TASK DATA:

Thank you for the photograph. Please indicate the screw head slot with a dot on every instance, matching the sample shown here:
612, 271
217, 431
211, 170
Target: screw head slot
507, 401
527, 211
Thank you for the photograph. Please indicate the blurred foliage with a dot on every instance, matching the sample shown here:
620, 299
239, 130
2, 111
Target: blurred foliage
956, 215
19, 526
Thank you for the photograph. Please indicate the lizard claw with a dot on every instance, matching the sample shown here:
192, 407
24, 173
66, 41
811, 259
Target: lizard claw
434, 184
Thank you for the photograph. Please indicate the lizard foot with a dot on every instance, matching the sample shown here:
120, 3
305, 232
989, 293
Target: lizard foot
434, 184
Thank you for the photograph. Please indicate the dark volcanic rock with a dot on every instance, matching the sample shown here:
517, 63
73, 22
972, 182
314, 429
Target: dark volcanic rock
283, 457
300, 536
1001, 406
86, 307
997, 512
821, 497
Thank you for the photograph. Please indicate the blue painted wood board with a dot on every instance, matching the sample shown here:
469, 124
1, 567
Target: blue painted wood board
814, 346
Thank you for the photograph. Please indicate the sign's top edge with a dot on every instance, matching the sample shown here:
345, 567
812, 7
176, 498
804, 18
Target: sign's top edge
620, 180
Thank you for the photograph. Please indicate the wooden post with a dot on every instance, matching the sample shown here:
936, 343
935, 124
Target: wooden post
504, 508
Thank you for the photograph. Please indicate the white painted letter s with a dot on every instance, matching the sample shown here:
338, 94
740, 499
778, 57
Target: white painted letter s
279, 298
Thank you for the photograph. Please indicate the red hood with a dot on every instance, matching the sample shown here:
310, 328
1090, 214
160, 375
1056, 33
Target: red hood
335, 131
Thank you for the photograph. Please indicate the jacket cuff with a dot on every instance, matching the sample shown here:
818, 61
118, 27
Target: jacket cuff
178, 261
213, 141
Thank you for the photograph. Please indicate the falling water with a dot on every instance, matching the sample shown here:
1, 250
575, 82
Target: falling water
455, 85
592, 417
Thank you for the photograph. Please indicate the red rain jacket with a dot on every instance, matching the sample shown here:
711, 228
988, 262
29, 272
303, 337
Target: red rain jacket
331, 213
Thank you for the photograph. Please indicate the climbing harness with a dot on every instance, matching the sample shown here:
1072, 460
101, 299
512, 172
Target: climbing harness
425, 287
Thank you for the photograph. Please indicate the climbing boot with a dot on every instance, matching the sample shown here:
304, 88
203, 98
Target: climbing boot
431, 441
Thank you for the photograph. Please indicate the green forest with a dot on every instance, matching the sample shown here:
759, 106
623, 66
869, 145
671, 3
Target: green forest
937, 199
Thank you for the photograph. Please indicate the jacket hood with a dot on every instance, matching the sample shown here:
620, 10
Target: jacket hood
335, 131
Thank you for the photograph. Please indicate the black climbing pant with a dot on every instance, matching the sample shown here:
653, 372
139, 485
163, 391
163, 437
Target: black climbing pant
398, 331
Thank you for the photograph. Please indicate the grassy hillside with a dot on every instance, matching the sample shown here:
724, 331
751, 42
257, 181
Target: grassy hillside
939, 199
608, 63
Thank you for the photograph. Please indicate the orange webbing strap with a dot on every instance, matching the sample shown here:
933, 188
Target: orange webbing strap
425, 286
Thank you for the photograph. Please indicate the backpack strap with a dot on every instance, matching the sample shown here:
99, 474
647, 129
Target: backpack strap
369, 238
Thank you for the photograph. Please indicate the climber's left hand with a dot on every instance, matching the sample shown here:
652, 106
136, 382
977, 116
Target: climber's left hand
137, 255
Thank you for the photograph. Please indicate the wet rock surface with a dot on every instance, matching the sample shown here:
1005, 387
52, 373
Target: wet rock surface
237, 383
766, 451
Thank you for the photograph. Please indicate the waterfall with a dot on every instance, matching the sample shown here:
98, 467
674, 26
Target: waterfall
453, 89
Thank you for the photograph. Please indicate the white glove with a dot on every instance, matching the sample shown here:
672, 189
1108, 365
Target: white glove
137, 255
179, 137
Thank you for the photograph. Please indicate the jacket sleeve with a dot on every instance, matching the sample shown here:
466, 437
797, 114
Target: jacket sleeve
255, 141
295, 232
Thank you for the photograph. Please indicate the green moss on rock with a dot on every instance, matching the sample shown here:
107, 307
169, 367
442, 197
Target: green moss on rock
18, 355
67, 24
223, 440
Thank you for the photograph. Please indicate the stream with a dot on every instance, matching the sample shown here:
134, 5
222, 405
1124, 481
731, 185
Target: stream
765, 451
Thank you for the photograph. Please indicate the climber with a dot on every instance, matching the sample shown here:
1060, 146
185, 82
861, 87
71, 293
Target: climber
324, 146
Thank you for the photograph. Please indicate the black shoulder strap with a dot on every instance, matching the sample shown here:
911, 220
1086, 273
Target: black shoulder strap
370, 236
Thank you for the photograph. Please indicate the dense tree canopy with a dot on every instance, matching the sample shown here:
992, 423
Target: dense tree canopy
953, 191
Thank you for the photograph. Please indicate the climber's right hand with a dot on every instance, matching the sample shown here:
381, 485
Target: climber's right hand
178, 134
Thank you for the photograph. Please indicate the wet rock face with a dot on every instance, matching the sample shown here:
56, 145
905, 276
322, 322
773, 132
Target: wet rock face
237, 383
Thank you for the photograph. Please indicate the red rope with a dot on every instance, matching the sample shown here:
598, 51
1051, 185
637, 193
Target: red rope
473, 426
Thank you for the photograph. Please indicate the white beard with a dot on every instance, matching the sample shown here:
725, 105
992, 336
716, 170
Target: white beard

EXERCISE INSTRUCTIONS: Your task is to reproduce the whole listing exactly.

ANSWER TO THE TASK:
Thank you for the photograph. Please indicate the screw head slot with a dot on every instance, matching the sample shown here:
612, 271
217, 431
211, 170
Target: screw head slot
507, 401
527, 211
Thank you for the photograph. Please indicate the blurred foliage with a dot on every instance, matching the sample shown here:
620, 299
239, 130
2, 111
Target: blurred foliage
956, 215
19, 526
Thank you for the photograph. Please indicate the lizard claw with a dot on every instance, matching the sample shown here:
192, 407
24, 173
66, 41
811, 259
Target: lizard claw
434, 184
Thank you for the photograph. Please indicate the lizard foot with a dot on every instance, matching the sample shown here:
120, 3
305, 232
989, 293
Target: lizard foot
434, 184
Thank you for the photograph. Please indicate the dark volcanic rock with a dot on every instance, matching the sample shown here:
517, 63
73, 22
972, 182
314, 429
Target: dark volcanic rock
283, 457
300, 536
1001, 406
86, 307
997, 512
821, 497
Thank you for the photograph. Please indicate the blue painted wood board with a dot on every instance, matching the sample shown here:
469, 124
1, 567
Target: blue painted wood board
814, 346
Thank you for the photograph. Please indicate the sign's top edge with a dot on every instance, matching the sample shown here:
345, 567
812, 7
176, 498
804, 18
Target: sign's top edge
620, 180
Thank you for the photograph. Please indicate the wooden post with a dot on every instance, matching the sample shown here:
936, 343
935, 124
Target: wooden post
504, 508
Thank you for the photograph. Please indicate the white painted letter s with a dot on every instance, matching the sample shown here:
338, 94
740, 499
778, 57
Target: white painted letter s
279, 298
Thank you for the photograph. Please indicate the red hood with a dot on every instance, matching the sample shown here:
310, 328
1090, 214
160, 375
1056, 33
Target: red hood
335, 131
Thank you for the photograph. Please indicate the jacket cuff with a dot on every instance, matching the sample shown here:
818, 61
118, 27
Target: jacket cuff
178, 261
213, 141
Thank you for the photograph. Please indicate the falling water with a dot on every instance, matching the sample shown here:
1, 250
575, 82
Target: falling water
455, 85
592, 417
Thank you for the photograph. Please indicate the red rain jacket with a dot on every instance, matching the sample shown here:
711, 228
988, 262
29, 272
303, 337
Target: red rain jacket
331, 213
Thank you for the photograph. Please indicate the climbing harness with a dot on every instance, matching the sample shown here:
1072, 460
101, 299
512, 172
Target: climbing harness
425, 287
Thank you for the photograph. Please indicate the climbing boot with a dot on every instance, matching the sample shown here:
304, 88
203, 98
Target: climbing boot
431, 441
Thank you for the photograph. Please indicate the green forest with a dot on every instance, matching the sample shown here:
759, 106
623, 66
869, 145
671, 3
Target: green forest
937, 199
Thank you for the photograph. Please indicate the jacket hood with a dot on every instance, matching the sample shown here:
620, 10
Target: jacket hood
335, 131
Thank you for the photograph. Please indicate the black climbing pant with a dot on every instance, matching the sample shown here:
653, 372
139, 485
163, 391
163, 437
Target: black climbing pant
398, 331
Thank you for the photograph. Please indicate the grassy hillside with a dot on every instance, matching the sample shown here:
724, 331
751, 42
257, 181
Target: grassy hillside
939, 199
608, 63
Thank you for the photograph. Please indicate the orange webbing strap with a dot on every instance, matching the sample shown here:
933, 188
Target: orange webbing strap
425, 286
Thank you for the photograph. Please indicate the backpack strap with a dot on every instance, matching the sample shown here:
99, 474
647, 129
Target: backpack strap
369, 238
Thank you for the photograph. Please indicate the climber's left hand with a dot on every instance, matching the sample shown here:
652, 106
136, 382
977, 116
Target: climber's left hand
137, 255
Thank you for the photograph. Please indicate the wet rock surface with a dot on every instance, matching the sample shown here:
1005, 387
52, 373
Target: wet rock surface
237, 383
766, 451
Thank you for the photograph. Please indicate the waterfall with a dot on every instance, matching the sample shown here:
98, 467
674, 26
Target: waterfall
453, 89
Thank you for the photograph. Please indicate the white glove with a dot on every instance, matching the sample shown here:
672, 189
1108, 365
Target: white glove
137, 255
179, 137
Thank you for the photograph. Please indicate the jacket sleeve with a dot on every instance, matching the sample shown here:
466, 437
797, 114
Target: jacket sleeve
255, 141
295, 232
Thank you for the photograph. Please indicate the green moss on rock with a dot on every instance, matching the sample shown here:
107, 307
169, 367
442, 197
Target: green moss on rock
18, 355
67, 24
223, 440
Thank you for the photograph. Please indicate the stream with a dot on every instance, matching the sample shown here:
134, 5
222, 405
1124, 481
731, 185
Target: stream
765, 451
Thank you for the photograph. Please indicate the climber with a dot on every instance, matching the sample shown here:
1060, 146
185, 82
861, 87
71, 293
Target: climber
324, 146
Thank you for the photograph. Please indicate the black shoulder strap with a dot on every instance, matching the sample shown here:
911, 220
1086, 273
Target: black shoulder strap
370, 236
Thank you for the photograph. Please indicate the dense tree canopy with a dot on every instance, matching the sample shown here:
992, 423
Target: dense tree canopy
953, 191
Thank you for the photograph. Please indicate the climber's right hand with a dot on every instance, matching the sample shown here:
381, 485
Target: climber's right hand
178, 134
Thank you for the photograph. Please indicate the wet rock face with a dot on every instance, matching the sample shown here:
56, 145
905, 276
322, 322
773, 132
Target: wet rock face
237, 383
Thank you for the photograph. Please indicate the red rope with a dot on every instance, matching the sample shown here:
598, 51
1051, 185
637, 193
Target: red rope
473, 426
Thank you for the photograph. Please indicate the white beard with a dot on every instance, matching the sample shown here:
725, 105
992, 336
716, 170
Target: white beard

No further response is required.